## Written exercise 1:
Filter the rows below, copying every line that contains the string "found". Matching is case-sensitive.

Robot Police

Will you obey robots?

  • I will bow to tryanny.

    Votes: 0 0.0%

  • Total voters
    3

Will E Worm

Conspiracy...
Real-Life 'RoboCop' May Be Coming to a Street Near You


Robot security guards are staples of most futuristic sci-fi movies, video games and TV shows. They exist in real life as well, though the sight of a security robot patrolling the streets is far from common.

The K5 Beta, a just-unveiled prototype from California-based company Knightscope, might change all that.

A bullet-shaped robot that stands about 5 feet (1.5 meters) tall, the K5 looks a lot like the droid R2-D2 from the "Star Wars" films. The K5 might not have all the features of its counterpart from a galaxy far, far away. But what it does have, Knightscope representatives said, is an onboard sensor array that can see, hear, touch and smell its surroundings.


The K5 can also combine that sensory data with "existing raw business, government and crowdsourced social data sets, and subsequently assigns an alert level that determines when a business, community or authorities should be notified of a concern," according to Knightscope's press release.

In other words, the K5 is supposed to combine its observations with public data on the social and financial statistics of its surroundings, and use the information to predict if, when and where a crime is likely to occur.
If the K5 does detect that an "incident" is occurring, it makes all of its sensor data publicly available via Wi-Fi, "to allow the entire community to review the information transparently and contribute additional relevant, real-time information," Knightscope representatives said.

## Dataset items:
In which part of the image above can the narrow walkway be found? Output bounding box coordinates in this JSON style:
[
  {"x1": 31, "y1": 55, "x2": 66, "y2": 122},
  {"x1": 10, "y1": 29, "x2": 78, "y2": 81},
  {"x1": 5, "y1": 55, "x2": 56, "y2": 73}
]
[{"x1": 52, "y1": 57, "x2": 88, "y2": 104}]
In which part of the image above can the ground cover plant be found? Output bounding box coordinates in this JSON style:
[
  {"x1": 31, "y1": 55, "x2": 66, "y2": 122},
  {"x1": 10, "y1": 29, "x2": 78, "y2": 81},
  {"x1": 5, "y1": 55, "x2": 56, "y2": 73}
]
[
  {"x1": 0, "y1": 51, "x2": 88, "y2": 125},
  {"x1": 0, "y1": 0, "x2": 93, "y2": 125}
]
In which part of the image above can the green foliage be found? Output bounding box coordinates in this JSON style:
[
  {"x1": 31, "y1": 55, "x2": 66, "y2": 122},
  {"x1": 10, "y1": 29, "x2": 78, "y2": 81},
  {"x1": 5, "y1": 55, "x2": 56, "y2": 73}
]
...
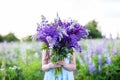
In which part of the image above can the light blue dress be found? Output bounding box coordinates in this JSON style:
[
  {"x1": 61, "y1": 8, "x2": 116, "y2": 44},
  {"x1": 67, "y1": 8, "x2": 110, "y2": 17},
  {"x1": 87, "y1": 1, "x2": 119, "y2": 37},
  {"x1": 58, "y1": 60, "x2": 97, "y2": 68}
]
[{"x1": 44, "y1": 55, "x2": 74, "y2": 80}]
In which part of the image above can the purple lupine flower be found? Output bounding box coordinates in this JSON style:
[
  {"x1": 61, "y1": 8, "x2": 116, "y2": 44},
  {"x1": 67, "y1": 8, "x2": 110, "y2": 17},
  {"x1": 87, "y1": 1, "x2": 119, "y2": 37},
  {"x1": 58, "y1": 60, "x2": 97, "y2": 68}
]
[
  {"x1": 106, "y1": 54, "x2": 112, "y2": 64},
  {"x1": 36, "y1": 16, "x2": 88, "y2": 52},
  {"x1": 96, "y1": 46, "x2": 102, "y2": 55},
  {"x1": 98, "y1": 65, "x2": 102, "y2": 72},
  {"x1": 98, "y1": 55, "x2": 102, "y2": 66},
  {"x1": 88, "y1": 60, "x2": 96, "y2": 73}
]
--
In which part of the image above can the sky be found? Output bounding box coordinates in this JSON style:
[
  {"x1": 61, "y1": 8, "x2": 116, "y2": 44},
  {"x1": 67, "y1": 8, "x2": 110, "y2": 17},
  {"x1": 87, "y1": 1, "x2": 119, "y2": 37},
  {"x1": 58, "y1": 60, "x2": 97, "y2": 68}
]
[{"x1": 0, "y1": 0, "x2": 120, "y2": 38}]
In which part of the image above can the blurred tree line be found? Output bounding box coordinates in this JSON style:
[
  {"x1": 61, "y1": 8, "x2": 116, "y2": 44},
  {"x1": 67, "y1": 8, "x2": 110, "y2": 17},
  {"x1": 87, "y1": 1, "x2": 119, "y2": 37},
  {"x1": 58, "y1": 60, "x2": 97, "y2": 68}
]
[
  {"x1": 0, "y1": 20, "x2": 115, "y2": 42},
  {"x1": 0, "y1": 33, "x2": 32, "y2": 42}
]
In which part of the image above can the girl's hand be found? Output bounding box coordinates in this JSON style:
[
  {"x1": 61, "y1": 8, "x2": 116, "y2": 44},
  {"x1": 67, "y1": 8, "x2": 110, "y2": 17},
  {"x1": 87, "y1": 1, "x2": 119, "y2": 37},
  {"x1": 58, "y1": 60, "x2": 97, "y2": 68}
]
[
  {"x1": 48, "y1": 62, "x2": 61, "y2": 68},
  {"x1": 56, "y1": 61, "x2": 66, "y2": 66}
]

## Written exercise 2:
According to the K5 robot article, how tall is the K5?

## Correct output 1:
In which part of the image above can the narrow walkway be found? Output bounding box coordinates in this JSON style:
In which part of the image above can the ground cover plant be found? Output bounding box coordinates in this JSON style:
In which part of the image above can the green foliage be found? Output bounding box coordinates in this JSON style:
In which part of the image above can the light blue dress be found? Output bounding box coordinates in this JSON style:
In which part of the image above can the purple lupine flower be found? Output bounding box coordinates in this JSON style:
In which part of the image above can the sky be found? Output bounding box coordinates in this JSON style:
In which part of the image above can the blurred tree line be found? Output bounding box coordinates in this JSON style:
In which part of the image above can the girl's hand be found? Output bounding box coordinates in this JSON style:

## Correct output 2:
About 5 feet (1.5 meters).